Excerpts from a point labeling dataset

▼

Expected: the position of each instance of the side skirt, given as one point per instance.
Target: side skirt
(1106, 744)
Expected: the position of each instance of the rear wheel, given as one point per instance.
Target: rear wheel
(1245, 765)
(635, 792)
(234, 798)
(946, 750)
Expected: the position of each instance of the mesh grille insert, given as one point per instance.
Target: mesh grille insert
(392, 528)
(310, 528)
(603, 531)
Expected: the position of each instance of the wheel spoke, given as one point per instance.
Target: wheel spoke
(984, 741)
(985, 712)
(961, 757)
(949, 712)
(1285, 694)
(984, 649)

▲

Task details -
Copy out all of the rows above exactly as they appear.

Expected answer -
Expected: the position of each instance of the side skirt, given as one point per instance.
Target: side skirt
(1106, 744)
Expected: the position of each instance of the rear wheel, given as one point per instance.
Target: rear wheel
(1245, 765)
(635, 792)
(234, 798)
(946, 750)
Expected: the position of each instance of the mesh grille insert, given as one point per instance.
Target: mesh grille insert
(392, 528)
(310, 528)
(603, 531)
Expected: the position of each instance of the wheel spoke, given as one point per instance.
Target: wheel spoke
(984, 741)
(985, 712)
(961, 757)
(949, 712)
(1285, 694)
(984, 649)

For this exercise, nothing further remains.